Extracted data entries
▼
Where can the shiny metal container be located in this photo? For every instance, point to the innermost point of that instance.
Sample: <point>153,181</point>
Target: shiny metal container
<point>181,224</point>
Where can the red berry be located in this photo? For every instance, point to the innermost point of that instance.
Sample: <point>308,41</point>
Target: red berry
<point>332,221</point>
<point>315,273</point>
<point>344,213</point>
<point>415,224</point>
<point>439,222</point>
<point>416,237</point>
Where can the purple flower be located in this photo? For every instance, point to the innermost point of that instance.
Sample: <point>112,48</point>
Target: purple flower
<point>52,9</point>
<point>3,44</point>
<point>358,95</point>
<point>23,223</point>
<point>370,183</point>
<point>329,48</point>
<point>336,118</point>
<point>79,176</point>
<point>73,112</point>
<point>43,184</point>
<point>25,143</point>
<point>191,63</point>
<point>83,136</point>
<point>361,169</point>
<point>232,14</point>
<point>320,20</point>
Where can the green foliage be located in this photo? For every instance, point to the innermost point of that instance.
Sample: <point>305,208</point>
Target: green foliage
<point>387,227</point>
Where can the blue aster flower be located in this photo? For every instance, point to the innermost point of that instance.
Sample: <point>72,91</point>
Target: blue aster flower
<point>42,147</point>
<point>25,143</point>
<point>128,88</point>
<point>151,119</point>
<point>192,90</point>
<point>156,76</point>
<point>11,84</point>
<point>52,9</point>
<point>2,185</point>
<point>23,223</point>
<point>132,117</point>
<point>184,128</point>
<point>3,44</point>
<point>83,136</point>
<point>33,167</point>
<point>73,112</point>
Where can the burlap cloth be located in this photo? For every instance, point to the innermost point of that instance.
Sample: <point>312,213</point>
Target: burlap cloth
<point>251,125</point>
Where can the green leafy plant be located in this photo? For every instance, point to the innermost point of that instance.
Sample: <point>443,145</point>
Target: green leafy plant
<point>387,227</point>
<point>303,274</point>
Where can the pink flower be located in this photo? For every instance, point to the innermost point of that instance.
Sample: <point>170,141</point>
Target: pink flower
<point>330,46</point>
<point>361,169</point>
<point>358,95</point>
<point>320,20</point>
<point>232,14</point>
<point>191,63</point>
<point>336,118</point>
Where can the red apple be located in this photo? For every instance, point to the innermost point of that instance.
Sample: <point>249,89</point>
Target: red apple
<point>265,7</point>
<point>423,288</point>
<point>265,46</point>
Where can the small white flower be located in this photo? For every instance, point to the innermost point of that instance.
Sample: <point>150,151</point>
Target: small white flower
▲
Exercise goal:
All of the entries above should be written out again exactly.

Solved problem:
Where can the shiny metal container be located in this photo? For every instance, point to the innermost point of that instance.
Sample: <point>153,181</point>
Target: shiny metal container
<point>181,224</point>
Where can the red berry be located in this photo? For every instance, point to the innermost point of that instance.
Sample: <point>308,41</point>
Target: red berry
<point>332,221</point>
<point>315,273</point>
<point>344,213</point>
<point>415,224</point>
<point>439,222</point>
<point>416,237</point>
Where can the purple flower be located in this photo? For every instance, point to the innermost point of that instance.
Sample: <point>112,48</point>
Target: purple flower
<point>52,9</point>
<point>3,44</point>
<point>358,95</point>
<point>23,223</point>
<point>370,183</point>
<point>329,48</point>
<point>336,118</point>
<point>79,176</point>
<point>73,112</point>
<point>43,184</point>
<point>25,143</point>
<point>191,63</point>
<point>83,136</point>
<point>361,169</point>
<point>232,14</point>
<point>320,20</point>
Where can the green foliage be located in this photo? For every instance, point to the innermost point of that instance.
Sample: <point>305,208</point>
Target: green foliage
<point>387,227</point>
Where can the blue aster flower be located in this photo? For every instance, point to the innermost point of that instance.
Sample: <point>72,91</point>
Target: blue aster flower
<point>42,147</point>
<point>25,143</point>
<point>128,88</point>
<point>151,119</point>
<point>192,90</point>
<point>156,76</point>
<point>11,84</point>
<point>52,9</point>
<point>2,185</point>
<point>23,223</point>
<point>132,117</point>
<point>184,128</point>
<point>3,44</point>
<point>83,136</point>
<point>33,167</point>
<point>73,112</point>
Where can the burlap cloth be located in this photo? For every instance, point to the innermost point of that instance.
Sample: <point>312,213</point>
Target: burlap cloth
<point>251,125</point>
Where can the green leafy plant be located in this photo? For every instance, point to the innermost point of that instance.
Sample: <point>443,145</point>
Target: green leafy plant
<point>387,227</point>
<point>303,274</point>
Where can the pink flower be located in this photo? For every instance, point to the innermost point of that instance.
Sample: <point>170,141</point>
Target: pink flower
<point>330,46</point>
<point>361,169</point>
<point>358,95</point>
<point>320,20</point>
<point>232,14</point>
<point>191,63</point>
<point>336,118</point>
Where can the red apple be located in this photo? For every instance, point to the innermost point of that instance.
Sample: <point>249,89</point>
Target: red apple
<point>265,7</point>
<point>423,288</point>
<point>265,46</point>
Where can the small white flower be located in this photo? For every instance, point to the innermost point of that instance.
Sample: <point>150,151</point>
Target: small white flower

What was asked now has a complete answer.